## PASSAGE FOR REVIEW
- - - - -
The linchpin of Constellation is the switch, the piece of hardware that conducts traffic among the servers, memory and data storage. Code-named Magnum, the switch comes with 3,456 ports, a larger-than-normal number that frees up data pathways inside these powerful computers.
Speaking in June, Andy Bechtolsheim, chief architect and senior vice president of the systems group, said: "We are looking at a factor-of-three improvement over the current best system at an equal number of nodes. We have been somewhat absent in the supercomputer market in the last few years."
Sun had hoped to launch the Tacc system in October but it ran into a variety of technical problems. First, AMD delayed the Barcelona processors that go inside the computer. Fowler said: "We got a special run of chips from AMD to make our commitments." Sun will later release more standard Barcelona servers when the chips become available.
But it wasn't all AMD, Fowler said. Constellation also sports a new type of cable, invented by Sun, which comes with three connections per cable. Manufacturing these cables, and then snaking them around the Tacc to link up computers, proved tougher than expected, he said.
- - - - -
## DIRECTIONS
a: In the passage on Sun's Constellation supercomputer, how many ports does the Magnum switch have?
b: Please resume the passage on Sun's Constellation supercomputer, picking up after its final sentence.
- - - - -
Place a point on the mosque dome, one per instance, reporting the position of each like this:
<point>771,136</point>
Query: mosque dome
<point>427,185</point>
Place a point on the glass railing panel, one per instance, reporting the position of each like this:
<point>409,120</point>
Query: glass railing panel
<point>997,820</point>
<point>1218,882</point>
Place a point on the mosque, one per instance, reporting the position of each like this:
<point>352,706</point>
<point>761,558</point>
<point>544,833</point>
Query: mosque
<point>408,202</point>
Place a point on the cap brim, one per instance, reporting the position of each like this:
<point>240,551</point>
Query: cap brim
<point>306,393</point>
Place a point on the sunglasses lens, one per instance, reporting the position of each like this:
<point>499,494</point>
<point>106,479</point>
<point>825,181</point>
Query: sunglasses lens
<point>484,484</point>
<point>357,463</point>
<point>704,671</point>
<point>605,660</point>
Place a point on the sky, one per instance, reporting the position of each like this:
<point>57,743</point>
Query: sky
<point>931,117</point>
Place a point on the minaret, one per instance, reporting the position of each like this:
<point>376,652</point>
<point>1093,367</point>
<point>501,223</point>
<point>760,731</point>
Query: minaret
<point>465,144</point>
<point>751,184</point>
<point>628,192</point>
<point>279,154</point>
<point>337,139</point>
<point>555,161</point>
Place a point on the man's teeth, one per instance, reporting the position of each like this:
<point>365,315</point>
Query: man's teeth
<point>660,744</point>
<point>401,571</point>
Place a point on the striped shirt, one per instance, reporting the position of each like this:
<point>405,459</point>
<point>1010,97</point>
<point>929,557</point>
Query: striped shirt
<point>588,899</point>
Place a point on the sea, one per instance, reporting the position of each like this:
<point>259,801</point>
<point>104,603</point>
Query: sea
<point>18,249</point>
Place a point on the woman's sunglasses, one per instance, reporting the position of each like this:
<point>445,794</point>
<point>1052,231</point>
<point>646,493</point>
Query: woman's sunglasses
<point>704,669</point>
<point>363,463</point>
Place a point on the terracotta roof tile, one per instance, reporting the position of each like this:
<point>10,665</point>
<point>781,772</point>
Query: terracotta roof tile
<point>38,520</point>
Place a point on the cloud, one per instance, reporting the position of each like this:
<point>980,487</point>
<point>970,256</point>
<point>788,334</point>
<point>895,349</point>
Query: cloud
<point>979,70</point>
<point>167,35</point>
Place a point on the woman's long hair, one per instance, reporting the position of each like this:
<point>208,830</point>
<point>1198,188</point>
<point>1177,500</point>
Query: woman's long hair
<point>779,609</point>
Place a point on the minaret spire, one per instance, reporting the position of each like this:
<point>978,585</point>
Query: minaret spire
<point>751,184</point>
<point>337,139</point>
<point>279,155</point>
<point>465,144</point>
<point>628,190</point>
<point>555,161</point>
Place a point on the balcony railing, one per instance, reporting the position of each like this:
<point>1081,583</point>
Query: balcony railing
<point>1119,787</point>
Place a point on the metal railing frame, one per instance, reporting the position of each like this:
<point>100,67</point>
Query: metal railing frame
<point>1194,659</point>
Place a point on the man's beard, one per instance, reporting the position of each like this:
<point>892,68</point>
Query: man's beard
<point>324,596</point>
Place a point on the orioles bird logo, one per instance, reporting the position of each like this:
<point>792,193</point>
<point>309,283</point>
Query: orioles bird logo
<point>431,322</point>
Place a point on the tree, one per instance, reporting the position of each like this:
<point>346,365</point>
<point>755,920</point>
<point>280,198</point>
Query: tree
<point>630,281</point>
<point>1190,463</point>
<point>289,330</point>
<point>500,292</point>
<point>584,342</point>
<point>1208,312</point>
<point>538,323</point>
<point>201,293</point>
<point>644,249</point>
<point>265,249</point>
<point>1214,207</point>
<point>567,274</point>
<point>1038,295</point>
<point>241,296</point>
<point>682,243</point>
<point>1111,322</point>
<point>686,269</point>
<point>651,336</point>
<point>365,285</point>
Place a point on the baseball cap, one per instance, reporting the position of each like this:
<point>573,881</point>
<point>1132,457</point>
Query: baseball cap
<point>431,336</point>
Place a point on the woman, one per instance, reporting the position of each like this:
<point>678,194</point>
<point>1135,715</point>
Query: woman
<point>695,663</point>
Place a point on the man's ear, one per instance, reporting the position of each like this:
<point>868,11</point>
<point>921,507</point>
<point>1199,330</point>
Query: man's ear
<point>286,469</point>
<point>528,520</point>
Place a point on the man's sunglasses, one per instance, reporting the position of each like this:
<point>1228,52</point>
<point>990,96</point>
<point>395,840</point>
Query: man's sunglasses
- - - - -
## TASK-BY-TASK ANSWERS
a: 3,456 ports.

b:
Technical glitches also popped up with the Magnum switch.
The Tacc system will provide a peak performance of around 500 teraflops, or 500 trillion operations per second, and can be increased. It will be made up of 82 Sun blade racks stuffed with servers, two petabytes of storage, said Fowler. The whole system will fit inside a mid-size conference room but provide more computing power than all of the supercomputers the US' National Science Foundation has today.
The architecture will also allow Sun, according to the company, to challenge IBM in the rankings for the world's top supercomputers. IBM has dominated the supercomputer rankings with a series of Blue Gene systems for the last several years.